Try it:
Find the lines holding the string "target" in the data, then copy all of them.

[[ Information shown open ]]

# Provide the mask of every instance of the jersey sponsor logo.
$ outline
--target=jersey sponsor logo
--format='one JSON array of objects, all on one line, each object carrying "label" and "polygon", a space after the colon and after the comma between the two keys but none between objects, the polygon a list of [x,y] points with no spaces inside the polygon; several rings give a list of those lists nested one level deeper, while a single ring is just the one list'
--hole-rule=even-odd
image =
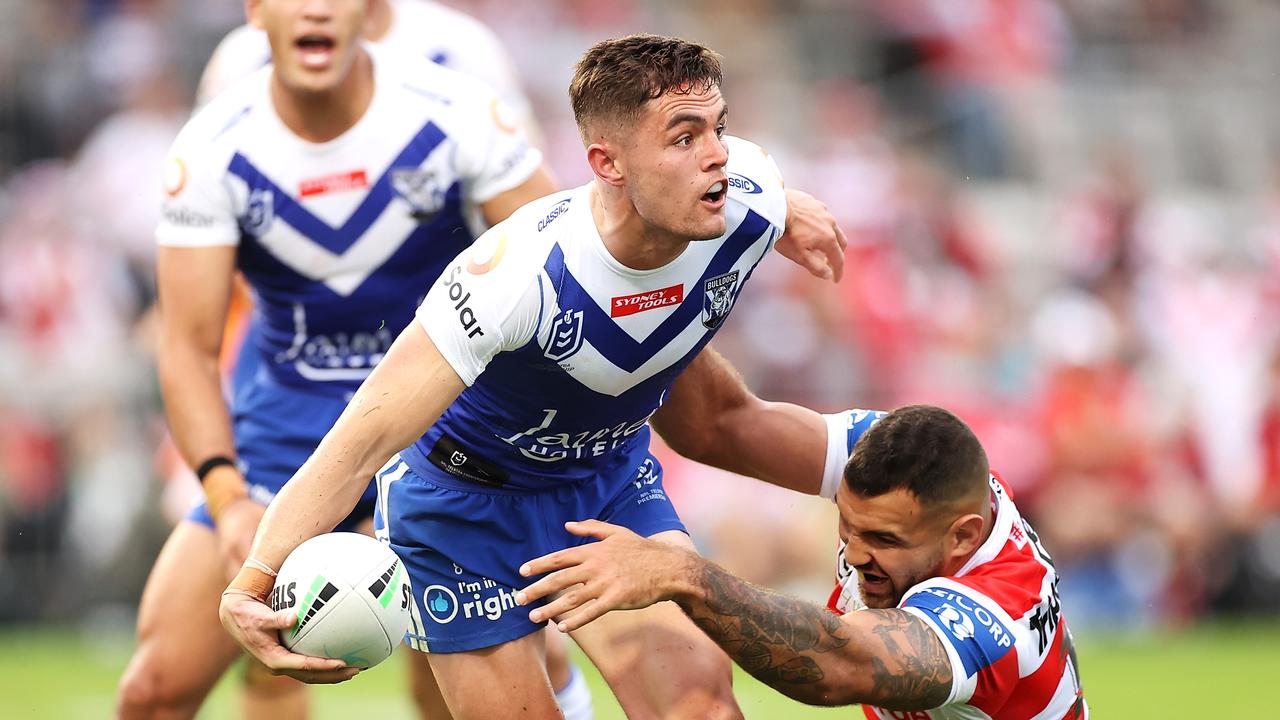
[{"label": "jersey sponsor logo", "polygon": [[298,183],[300,197],[313,197],[331,192],[345,192],[369,187],[369,176],[364,170],[352,170],[345,173],[334,173],[324,177],[311,178]]},{"label": "jersey sponsor logo", "polygon": [[164,194],[177,197],[187,186],[187,164],[182,158],[173,157],[164,166]]},{"label": "jersey sponsor logo", "polygon": [[514,135],[520,129],[519,123],[511,117],[511,109],[500,98],[489,103],[489,115],[493,118],[493,126],[508,135]]},{"label": "jersey sponsor logo", "polygon": [[444,585],[428,585],[422,591],[422,606],[427,610],[427,617],[441,625],[453,622],[458,616],[458,596]]},{"label": "jersey sponsor logo", "polygon": [[457,279],[460,272],[462,272],[462,266],[454,265],[449,275],[441,280],[440,284],[449,288],[449,299],[453,301],[453,309],[458,312],[458,323],[462,325],[463,330],[467,331],[467,337],[482,336],[484,329],[480,327],[480,320],[476,317],[476,312],[467,304],[471,302],[471,291],[462,287],[462,283]]},{"label": "jersey sponsor logo", "polygon": [[262,237],[275,219],[275,194],[264,189],[255,189],[249,193],[249,206],[242,223],[245,232],[254,237]]},{"label": "jersey sponsor logo", "polygon": [[682,302],[684,302],[684,283],[634,295],[620,295],[609,302],[609,317],[626,317],[645,310],[679,305]]},{"label": "jersey sponsor logo", "polygon": [[[481,252],[481,250],[477,249],[477,250],[473,250],[472,252],[473,253]],[[498,267],[498,263],[502,262],[502,256],[506,254],[506,252],[507,252],[507,235],[506,233],[503,233],[502,235],[498,236],[498,242],[496,243],[496,247],[494,247],[493,249],[493,254],[489,256],[489,259],[485,260],[484,262],[476,262],[476,258],[473,256],[470,262],[467,263],[467,272],[471,273],[472,275],[483,275],[489,272],[490,270]]]},{"label": "jersey sponsor logo", "polygon": [[495,621],[516,607],[515,592],[487,577],[459,580],[453,588],[432,585],[422,597],[427,616],[441,625],[455,619]]},{"label": "jersey sponsor logo", "polygon": [[702,324],[709,330],[720,327],[733,308],[734,290],[738,286],[738,271],[708,278],[702,283]]},{"label": "jersey sponsor logo", "polygon": [[565,310],[551,323],[551,336],[543,354],[560,362],[582,349],[582,311]]},{"label": "jersey sponsor logo", "polygon": [[930,717],[926,710],[885,710],[870,705],[864,707],[870,707],[880,720],[929,720]]},{"label": "jersey sponsor logo", "polygon": [[391,189],[409,203],[409,215],[427,222],[444,207],[446,187],[433,170],[397,168],[391,171]]},{"label": "jersey sponsor logo", "polygon": [[569,209],[569,200],[561,200],[560,202],[556,203],[551,208],[551,210],[547,213],[547,216],[538,221],[538,232],[542,232],[543,230],[546,230],[548,225],[550,225],[556,218],[565,214],[565,211],[567,211],[568,209]]},{"label": "jersey sponsor logo", "polygon": [[291,582],[288,585],[277,585],[271,589],[271,610],[280,612],[287,608],[291,608],[298,604],[298,583]]},{"label": "jersey sponsor logo", "polygon": [[178,225],[188,228],[213,227],[213,216],[198,213],[189,207],[182,205],[174,205],[165,203],[164,208],[160,211],[164,217],[164,221],[170,225]]},{"label": "jersey sponsor logo", "polygon": [[1013,648],[1013,634],[990,610],[967,595],[947,588],[928,587],[906,599],[933,616],[970,676],[990,667]]},{"label": "jersey sponsor logo", "polygon": [[600,457],[630,442],[648,424],[649,417],[653,414],[594,430],[562,432],[551,427],[558,412],[554,408],[543,410],[541,424],[503,438],[503,442],[514,445],[521,455],[530,460],[544,463],[569,458]]},{"label": "jersey sponsor logo", "polygon": [[738,192],[746,195],[759,195],[763,191],[763,188],[760,187],[759,183],[746,175],[739,175],[737,173],[728,173],[728,175],[730,189],[737,190]]}]

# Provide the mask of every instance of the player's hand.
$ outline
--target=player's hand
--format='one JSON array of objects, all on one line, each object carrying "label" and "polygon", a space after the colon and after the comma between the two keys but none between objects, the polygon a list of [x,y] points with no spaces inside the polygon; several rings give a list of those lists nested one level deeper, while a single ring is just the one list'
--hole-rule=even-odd
[{"label": "player's hand", "polygon": [[783,257],[814,277],[840,282],[848,246],[826,203],[807,192],[787,190],[787,231],[774,243]]},{"label": "player's hand", "polygon": [[218,549],[228,570],[227,577],[233,577],[249,557],[253,536],[258,532],[258,523],[262,522],[266,511],[266,507],[246,497],[226,506],[218,514],[214,528],[218,534]]},{"label": "player's hand", "polygon": [[560,632],[570,632],[610,610],[648,607],[673,594],[673,580],[679,577],[687,550],[599,520],[564,526],[574,535],[600,542],[559,550],[521,566],[525,577],[551,574],[517,592],[516,604],[561,593],[529,613],[533,622],[556,618]]},{"label": "player's hand", "polygon": [[222,595],[218,617],[227,633],[275,675],[288,675],[304,683],[331,684],[350,680],[360,672],[360,668],[347,667],[341,660],[286,650],[280,644],[279,633],[298,621],[298,614],[292,610],[272,612],[256,598],[229,590]]}]

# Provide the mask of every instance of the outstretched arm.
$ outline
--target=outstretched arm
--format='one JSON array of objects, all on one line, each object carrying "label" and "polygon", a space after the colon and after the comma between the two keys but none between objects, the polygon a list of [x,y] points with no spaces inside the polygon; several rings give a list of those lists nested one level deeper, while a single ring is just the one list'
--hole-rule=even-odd
[{"label": "outstretched arm", "polygon": [[828,460],[823,416],[756,397],[709,345],[676,378],[652,424],[690,460],[810,495],[822,489]]},{"label": "outstretched arm", "polygon": [[518,603],[562,592],[530,613],[535,623],[556,618],[562,631],[572,631],[610,610],[674,600],[744,670],[802,702],[927,710],[951,693],[951,661],[942,641],[905,610],[839,616],[616,525],[589,520],[566,528],[600,542],[520,569],[525,576],[551,574],[517,593]]},{"label": "outstretched arm", "polygon": [[787,190],[786,232],[773,247],[822,280],[840,282],[849,240],[826,203],[801,190]]}]

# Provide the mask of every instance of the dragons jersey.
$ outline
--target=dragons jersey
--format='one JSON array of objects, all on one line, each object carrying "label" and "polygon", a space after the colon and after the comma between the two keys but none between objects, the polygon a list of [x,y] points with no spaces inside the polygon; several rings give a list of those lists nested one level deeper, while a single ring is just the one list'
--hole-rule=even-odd
[{"label": "dragons jersey", "polygon": [[[849,410],[827,416],[832,443],[843,438],[846,459],[883,412]],[[925,620],[951,658],[951,695],[928,711],[863,706],[872,720],[1087,718],[1071,633],[1058,599],[1058,573],[1031,525],[998,475],[991,476],[994,526],[990,537],[954,576],[925,580],[898,607]],[[857,571],[844,561],[828,607],[865,607]]]},{"label": "dragons jersey", "polygon": [[611,472],[647,447],[649,416],[783,231],[772,159],[726,143],[725,234],[661,268],[609,254],[591,185],[526,205],[450,263],[418,319],[469,387],[403,453],[411,467],[433,452],[478,457],[487,467],[459,472],[540,489]]},{"label": "dragons jersey", "polygon": [[334,395],[359,385],[471,244],[478,204],[541,164],[479,83],[366,49],[373,100],[332,141],[284,126],[269,68],[198,112],[174,142],[157,230],[162,245],[237,246],[258,372]]},{"label": "dragons jersey", "polygon": [[[390,6],[391,25],[379,45],[484,81],[507,103],[516,121],[529,121],[529,100],[520,88],[515,65],[484,23],[427,0],[390,0]],[[249,25],[232,30],[218,44],[200,78],[197,104],[204,105],[269,62],[266,33]]]}]

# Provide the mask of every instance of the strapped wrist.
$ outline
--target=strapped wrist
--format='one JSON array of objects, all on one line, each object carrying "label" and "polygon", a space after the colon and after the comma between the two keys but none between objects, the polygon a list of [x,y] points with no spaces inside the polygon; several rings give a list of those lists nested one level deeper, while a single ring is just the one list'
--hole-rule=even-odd
[{"label": "strapped wrist", "polygon": [[240,572],[236,573],[235,578],[227,589],[222,593],[238,593],[248,595],[258,602],[265,603],[271,595],[271,589],[275,587],[275,578],[259,570],[256,567],[245,565],[240,568]]},{"label": "strapped wrist", "polygon": [[219,465],[205,474],[203,483],[205,503],[214,523],[230,505],[249,497],[249,487],[244,476],[234,466]]}]

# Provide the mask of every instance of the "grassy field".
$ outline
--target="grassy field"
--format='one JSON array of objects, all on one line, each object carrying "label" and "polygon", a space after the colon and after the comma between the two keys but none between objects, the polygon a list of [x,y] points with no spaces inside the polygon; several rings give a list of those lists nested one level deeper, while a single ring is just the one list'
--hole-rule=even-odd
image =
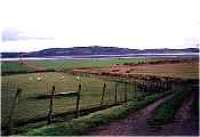
[{"label": "grassy field", "polygon": [[[123,64],[125,62],[138,62],[143,59],[111,59],[111,60],[41,60],[41,61],[24,61],[20,62],[2,62],[2,72],[31,72],[39,70],[68,70],[79,67],[104,67],[112,64]],[[41,80],[39,80],[41,79]],[[81,78],[82,91],[80,107],[90,107],[100,104],[102,88],[105,81],[98,78]],[[14,114],[14,121],[26,121],[32,118],[47,116],[49,101],[47,99],[33,99],[40,95],[49,94],[51,87],[56,86],[56,92],[77,91],[79,81],[75,76],[66,73],[46,72],[46,73],[27,73],[18,75],[2,76],[2,125],[8,120],[11,102],[13,101],[16,89],[22,88],[22,96],[17,105]],[[106,82],[105,103],[114,102],[114,83]],[[123,85],[119,86],[119,98],[122,100]],[[128,97],[133,95],[132,89],[129,87]],[[120,95],[121,94],[121,95]],[[140,93],[138,93],[139,95]],[[55,99],[54,112],[62,113],[75,109],[76,100],[74,98],[64,97]]]},{"label": "grassy field", "polygon": [[19,61],[10,61],[10,62],[2,62],[1,64],[2,72],[25,72],[25,71],[33,71],[32,68],[29,68],[23,64],[20,64]]},{"label": "grassy field", "polygon": [[142,65],[115,65],[112,67],[75,69],[76,73],[92,73],[107,76],[158,76],[182,79],[198,79],[199,63],[196,60],[176,63],[142,64]]},{"label": "grassy field", "polygon": [[[2,62],[2,72],[32,72],[35,70],[56,70],[58,72],[44,72],[44,73],[27,73],[17,75],[4,75],[2,76],[2,125],[4,126],[8,120],[9,110],[11,102],[13,100],[16,89],[22,88],[22,96],[17,105],[14,113],[14,121],[27,121],[37,117],[44,117],[48,114],[49,100],[36,99],[35,97],[40,95],[47,95],[51,91],[53,85],[56,87],[56,92],[63,91],[77,91],[78,84],[81,83],[81,99],[80,108],[91,107],[99,105],[101,101],[102,88],[104,82],[106,83],[105,92],[105,104],[114,103],[114,90],[115,83],[113,81],[105,81],[98,77],[80,77],[80,81],[77,80],[77,76],[70,75],[68,73],[59,72],[60,70],[66,71],[74,68],[87,68],[87,67],[109,67],[114,64],[125,63],[138,63],[147,62],[158,59],[88,59],[88,60],[45,60],[45,61],[24,61],[23,64],[19,62]],[[197,64],[196,64],[197,65]],[[188,77],[188,72],[192,73],[195,77],[198,74],[198,66],[188,65],[187,68],[183,66],[164,67],[161,66],[158,70],[155,68],[149,68],[149,70],[138,69],[137,73],[152,72],[162,76],[162,72],[173,72],[177,75],[183,75]],[[161,71],[162,69],[162,71]],[[140,72],[139,72],[140,71]],[[134,73],[134,72],[131,72]],[[118,86],[118,101],[124,99],[124,85]],[[134,97],[140,98],[147,93],[140,91],[135,92],[134,85],[128,86],[128,99],[131,100]],[[75,98],[63,97],[56,98],[54,100],[54,113],[63,113],[71,110],[75,110]]]},{"label": "grassy field", "polygon": [[40,60],[40,61],[23,61],[20,64],[18,61],[2,62],[2,72],[17,72],[17,71],[34,71],[43,70],[69,70],[74,68],[86,67],[107,67],[114,64],[138,63],[141,61],[152,61],[157,59],[145,58],[113,58],[113,59],[84,59],[84,60]]},{"label": "grassy field", "polygon": [[177,64],[136,66],[130,73],[198,79],[199,64],[198,62],[183,62]]},{"label": "grassy field", "polygon": [[[37,80],[40,77],[41,80]],[[101,101],[102,88],[104,82],[106,83],[105,103],[114,103],[114,85],[112,81],[104,81],[98,78],[81,77],[81,99],[80,107],[90,107],[92,105],[99,105]],[[14,115],[15,121],[25,121],[28,119],[47,116],[49,101],[47,99],[34,99],[39,95],[47,95],[51,87],[55,85],[56,92],[62,91],[77,91],[79,81],[76,76],[66,73],[48,72],[48,73],[30,73],[3,76],[2,78],[2,124],[5,124],[8,117],[8,112],[11,100],[14,96],[14,90],[9,88],[10,85],[15,84],[22,88],[22,96],[17,105]],[[140,96],[143,93],[134,92],[134,86],[128,87],[129,99],[133,96]],[[16,90],[16,88],[15,88]],[[124,86],[119,85],[118,100],[124,99]],[[67,112],[75,109],[74,98],[63,97],[55,99],[54,111],[55,113]]]},{"label": "grassy field", "polygon": [[41,66],[47,69],[56,70],[68,70],[73,68],[86,68],[86,67],[106,67],[114,64],[123,63],[137,63],[139,61],[144,61],[144,58],[128,58],[128,59],[84,59],[84,60],[46,60],[46,61],[34,61],[33,65]]}]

[[ Information shown closed ]]

Response below:
--target=jersey sponsor logo
--target=player's hand
--target=outstretched arm
--target=dragons jersey
--target=strapped wrist
--target="grassy field"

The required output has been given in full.